→ Exercise
Can you collect every line in the entries below that contains the word "grass" and copy each one?

→ Dataset records

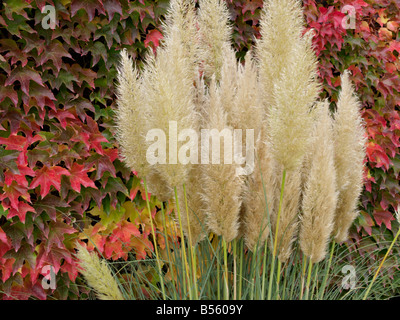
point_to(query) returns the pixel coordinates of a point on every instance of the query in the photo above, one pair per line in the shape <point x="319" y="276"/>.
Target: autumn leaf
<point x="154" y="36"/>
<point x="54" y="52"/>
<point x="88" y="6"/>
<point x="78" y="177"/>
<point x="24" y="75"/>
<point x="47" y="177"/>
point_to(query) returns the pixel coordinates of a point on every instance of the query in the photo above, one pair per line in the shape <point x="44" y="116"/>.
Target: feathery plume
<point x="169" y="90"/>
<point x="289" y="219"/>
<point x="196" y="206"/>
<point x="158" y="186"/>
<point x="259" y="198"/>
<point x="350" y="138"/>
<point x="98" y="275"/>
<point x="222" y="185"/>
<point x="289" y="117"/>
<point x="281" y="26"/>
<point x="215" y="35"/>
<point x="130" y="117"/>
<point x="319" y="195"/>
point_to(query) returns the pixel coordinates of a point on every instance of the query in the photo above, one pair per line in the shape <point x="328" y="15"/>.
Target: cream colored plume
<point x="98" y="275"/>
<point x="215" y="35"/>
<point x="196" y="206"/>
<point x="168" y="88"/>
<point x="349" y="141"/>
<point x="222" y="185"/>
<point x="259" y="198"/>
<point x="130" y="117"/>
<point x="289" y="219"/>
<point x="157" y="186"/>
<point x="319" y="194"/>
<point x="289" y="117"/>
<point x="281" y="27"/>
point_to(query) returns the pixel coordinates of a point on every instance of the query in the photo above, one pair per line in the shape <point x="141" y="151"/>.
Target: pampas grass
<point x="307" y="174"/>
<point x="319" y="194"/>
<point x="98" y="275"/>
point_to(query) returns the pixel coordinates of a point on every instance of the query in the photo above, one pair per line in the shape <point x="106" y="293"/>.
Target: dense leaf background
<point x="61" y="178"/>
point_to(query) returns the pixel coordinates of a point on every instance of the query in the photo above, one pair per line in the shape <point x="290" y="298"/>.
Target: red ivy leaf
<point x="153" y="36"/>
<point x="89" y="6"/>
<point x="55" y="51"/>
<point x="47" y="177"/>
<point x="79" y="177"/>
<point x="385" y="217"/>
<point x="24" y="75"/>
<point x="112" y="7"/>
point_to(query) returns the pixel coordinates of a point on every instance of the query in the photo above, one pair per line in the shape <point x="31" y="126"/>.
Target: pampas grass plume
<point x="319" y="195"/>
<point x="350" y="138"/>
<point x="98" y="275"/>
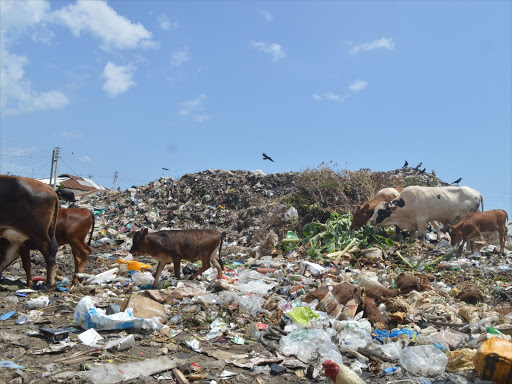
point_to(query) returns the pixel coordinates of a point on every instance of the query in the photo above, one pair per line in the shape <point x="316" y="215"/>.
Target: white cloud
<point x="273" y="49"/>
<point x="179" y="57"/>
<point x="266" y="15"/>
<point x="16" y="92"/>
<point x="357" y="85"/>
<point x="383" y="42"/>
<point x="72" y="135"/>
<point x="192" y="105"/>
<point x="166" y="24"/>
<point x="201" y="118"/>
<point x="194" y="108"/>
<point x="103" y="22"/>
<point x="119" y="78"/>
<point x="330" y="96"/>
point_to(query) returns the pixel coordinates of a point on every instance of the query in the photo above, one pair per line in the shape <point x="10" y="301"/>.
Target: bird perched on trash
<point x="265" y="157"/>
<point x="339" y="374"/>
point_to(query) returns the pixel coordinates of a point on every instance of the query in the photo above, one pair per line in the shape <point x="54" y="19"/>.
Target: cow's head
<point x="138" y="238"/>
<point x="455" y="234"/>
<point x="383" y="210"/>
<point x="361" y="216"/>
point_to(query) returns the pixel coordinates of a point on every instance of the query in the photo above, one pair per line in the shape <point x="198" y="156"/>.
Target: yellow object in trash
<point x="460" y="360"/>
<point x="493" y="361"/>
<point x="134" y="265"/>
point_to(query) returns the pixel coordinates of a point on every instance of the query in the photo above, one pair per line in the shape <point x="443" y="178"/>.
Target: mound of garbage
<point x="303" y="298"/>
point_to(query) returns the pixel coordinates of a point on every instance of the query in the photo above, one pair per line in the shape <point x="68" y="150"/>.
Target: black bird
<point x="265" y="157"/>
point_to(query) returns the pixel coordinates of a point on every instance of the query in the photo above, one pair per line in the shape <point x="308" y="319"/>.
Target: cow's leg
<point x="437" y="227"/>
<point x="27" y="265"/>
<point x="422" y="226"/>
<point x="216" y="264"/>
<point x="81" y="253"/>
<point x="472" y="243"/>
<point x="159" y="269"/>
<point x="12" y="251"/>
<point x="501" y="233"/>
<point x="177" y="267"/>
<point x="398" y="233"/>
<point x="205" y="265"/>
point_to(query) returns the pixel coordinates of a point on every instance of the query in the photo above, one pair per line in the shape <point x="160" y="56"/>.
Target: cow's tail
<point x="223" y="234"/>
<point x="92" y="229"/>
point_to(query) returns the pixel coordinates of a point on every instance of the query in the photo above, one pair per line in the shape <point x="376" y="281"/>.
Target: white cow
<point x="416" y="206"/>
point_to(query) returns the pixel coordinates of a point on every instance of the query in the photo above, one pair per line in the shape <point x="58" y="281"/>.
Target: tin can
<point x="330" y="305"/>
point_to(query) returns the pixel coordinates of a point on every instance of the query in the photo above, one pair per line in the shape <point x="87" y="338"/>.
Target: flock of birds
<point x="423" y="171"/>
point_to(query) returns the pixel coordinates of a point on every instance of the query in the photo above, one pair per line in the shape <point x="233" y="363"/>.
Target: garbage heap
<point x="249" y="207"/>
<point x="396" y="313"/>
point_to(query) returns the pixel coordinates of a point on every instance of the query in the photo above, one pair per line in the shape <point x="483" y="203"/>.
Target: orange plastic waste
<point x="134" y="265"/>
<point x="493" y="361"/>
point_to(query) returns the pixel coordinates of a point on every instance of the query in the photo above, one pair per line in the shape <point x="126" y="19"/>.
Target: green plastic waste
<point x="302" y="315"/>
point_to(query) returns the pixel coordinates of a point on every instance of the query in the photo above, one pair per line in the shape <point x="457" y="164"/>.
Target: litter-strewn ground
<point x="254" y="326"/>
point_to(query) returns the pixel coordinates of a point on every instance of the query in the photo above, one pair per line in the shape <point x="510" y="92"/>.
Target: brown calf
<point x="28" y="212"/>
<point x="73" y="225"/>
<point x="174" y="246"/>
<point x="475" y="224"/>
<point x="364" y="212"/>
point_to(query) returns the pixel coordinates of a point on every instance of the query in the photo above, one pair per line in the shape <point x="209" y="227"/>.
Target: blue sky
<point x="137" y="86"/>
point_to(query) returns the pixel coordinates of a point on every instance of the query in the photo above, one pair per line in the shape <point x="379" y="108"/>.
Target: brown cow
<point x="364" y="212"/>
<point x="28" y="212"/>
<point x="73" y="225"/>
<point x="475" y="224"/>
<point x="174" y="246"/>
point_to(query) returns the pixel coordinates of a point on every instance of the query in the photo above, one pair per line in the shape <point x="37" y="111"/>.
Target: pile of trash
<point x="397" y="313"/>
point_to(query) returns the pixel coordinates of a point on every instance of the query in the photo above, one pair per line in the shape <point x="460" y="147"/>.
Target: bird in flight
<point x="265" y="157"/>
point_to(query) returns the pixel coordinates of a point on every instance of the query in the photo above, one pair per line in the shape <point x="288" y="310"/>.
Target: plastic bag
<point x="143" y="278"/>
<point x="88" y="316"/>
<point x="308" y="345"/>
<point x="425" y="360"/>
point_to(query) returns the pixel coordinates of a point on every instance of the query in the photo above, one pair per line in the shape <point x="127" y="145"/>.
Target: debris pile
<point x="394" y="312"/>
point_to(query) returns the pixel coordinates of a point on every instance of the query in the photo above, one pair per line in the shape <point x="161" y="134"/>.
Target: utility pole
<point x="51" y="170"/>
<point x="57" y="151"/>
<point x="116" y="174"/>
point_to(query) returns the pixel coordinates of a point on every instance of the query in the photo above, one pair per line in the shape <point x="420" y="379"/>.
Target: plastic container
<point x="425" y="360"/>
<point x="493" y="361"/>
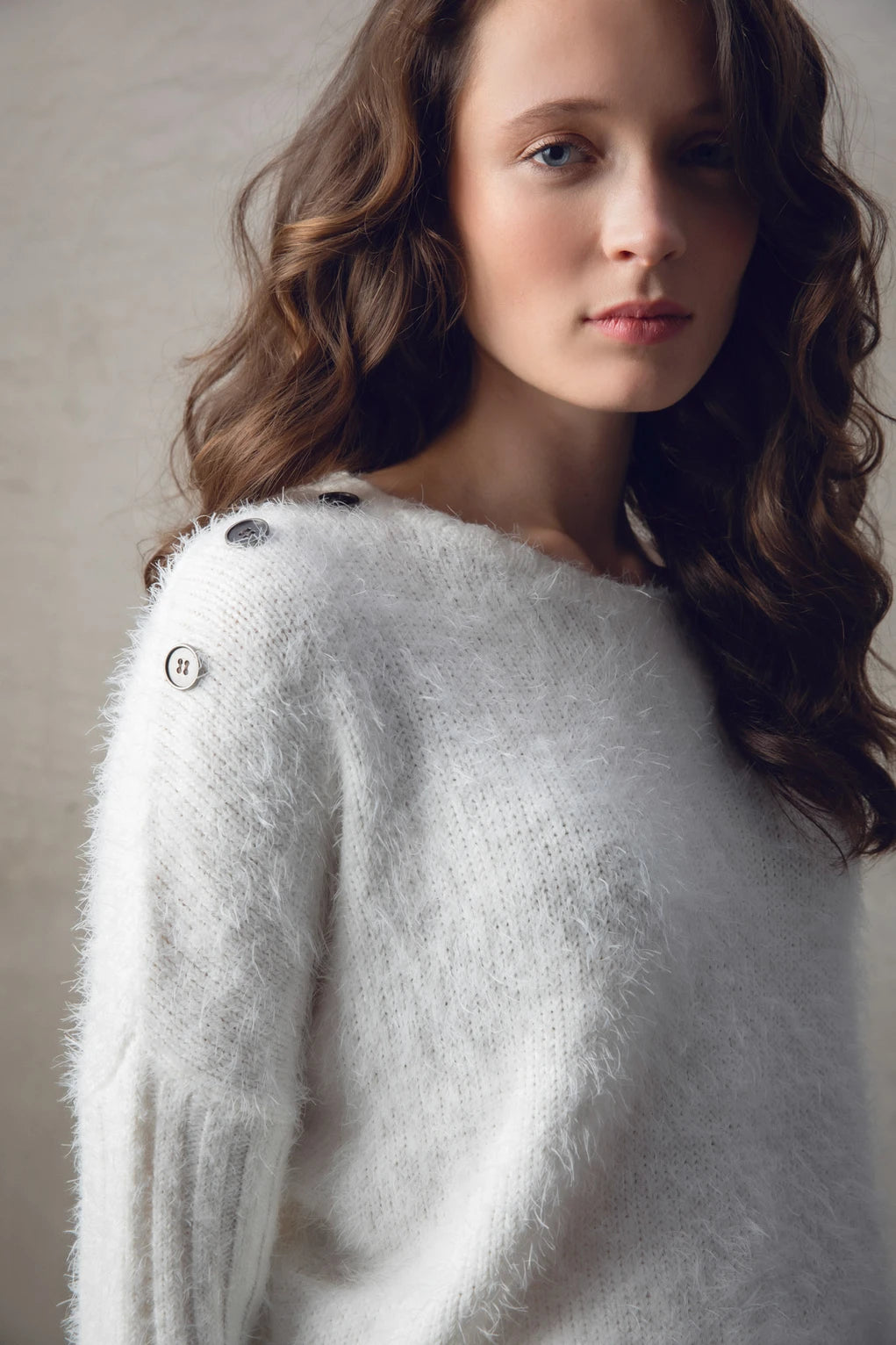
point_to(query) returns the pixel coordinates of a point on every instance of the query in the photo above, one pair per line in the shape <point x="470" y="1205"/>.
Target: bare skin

---

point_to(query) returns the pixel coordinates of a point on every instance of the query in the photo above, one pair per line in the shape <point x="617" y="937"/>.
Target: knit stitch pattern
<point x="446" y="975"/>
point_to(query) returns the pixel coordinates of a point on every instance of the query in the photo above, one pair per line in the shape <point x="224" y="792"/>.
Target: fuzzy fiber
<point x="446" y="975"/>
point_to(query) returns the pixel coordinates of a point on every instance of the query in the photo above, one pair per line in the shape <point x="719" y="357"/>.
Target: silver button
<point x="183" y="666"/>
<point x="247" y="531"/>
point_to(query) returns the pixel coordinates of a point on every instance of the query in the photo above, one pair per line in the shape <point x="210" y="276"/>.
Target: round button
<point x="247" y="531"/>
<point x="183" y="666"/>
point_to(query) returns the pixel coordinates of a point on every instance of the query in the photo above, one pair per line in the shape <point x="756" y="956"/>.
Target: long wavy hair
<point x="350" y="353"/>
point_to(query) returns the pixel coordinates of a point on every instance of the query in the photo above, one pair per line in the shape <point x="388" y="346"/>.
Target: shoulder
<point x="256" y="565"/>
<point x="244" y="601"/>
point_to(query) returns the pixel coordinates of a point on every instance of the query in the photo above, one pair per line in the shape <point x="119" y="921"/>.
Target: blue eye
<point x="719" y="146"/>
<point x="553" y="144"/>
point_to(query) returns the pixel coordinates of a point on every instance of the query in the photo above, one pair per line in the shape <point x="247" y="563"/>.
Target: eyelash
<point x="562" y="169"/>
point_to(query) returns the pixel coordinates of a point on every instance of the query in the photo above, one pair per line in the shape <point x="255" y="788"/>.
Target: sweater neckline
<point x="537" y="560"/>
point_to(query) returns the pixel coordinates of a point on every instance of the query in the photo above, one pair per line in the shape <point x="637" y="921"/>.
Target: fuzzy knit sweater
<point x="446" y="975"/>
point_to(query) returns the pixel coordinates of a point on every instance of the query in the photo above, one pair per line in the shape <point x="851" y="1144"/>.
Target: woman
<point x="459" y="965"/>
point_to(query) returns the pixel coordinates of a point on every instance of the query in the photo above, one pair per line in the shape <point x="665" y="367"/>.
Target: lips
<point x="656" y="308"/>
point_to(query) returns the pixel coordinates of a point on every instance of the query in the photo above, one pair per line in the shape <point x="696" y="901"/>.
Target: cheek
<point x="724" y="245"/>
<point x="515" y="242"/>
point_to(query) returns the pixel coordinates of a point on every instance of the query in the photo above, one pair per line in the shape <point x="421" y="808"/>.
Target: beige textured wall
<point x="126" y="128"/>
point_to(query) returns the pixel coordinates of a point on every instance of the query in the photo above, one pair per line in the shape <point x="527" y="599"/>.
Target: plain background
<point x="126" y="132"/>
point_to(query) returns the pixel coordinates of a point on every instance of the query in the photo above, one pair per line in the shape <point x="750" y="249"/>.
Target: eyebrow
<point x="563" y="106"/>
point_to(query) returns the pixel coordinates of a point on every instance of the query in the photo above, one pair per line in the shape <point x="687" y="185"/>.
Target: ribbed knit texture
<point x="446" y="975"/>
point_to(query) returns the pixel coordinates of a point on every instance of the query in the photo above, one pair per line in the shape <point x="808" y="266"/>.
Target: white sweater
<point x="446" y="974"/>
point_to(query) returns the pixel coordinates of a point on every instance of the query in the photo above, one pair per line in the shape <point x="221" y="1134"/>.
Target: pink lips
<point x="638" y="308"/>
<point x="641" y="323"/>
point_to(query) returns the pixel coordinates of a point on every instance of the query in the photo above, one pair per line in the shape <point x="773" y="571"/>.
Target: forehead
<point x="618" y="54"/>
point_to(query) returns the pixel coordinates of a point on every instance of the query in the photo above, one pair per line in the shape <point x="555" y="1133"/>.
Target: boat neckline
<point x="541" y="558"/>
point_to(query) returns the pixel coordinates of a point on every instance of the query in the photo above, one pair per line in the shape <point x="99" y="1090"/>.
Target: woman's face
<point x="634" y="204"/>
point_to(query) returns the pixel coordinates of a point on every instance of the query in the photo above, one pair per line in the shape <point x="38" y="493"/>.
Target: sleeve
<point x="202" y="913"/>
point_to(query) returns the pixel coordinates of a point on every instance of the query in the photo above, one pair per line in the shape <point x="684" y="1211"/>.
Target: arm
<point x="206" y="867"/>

→ Task response
Target: pampas grass
Target: pampas grass plume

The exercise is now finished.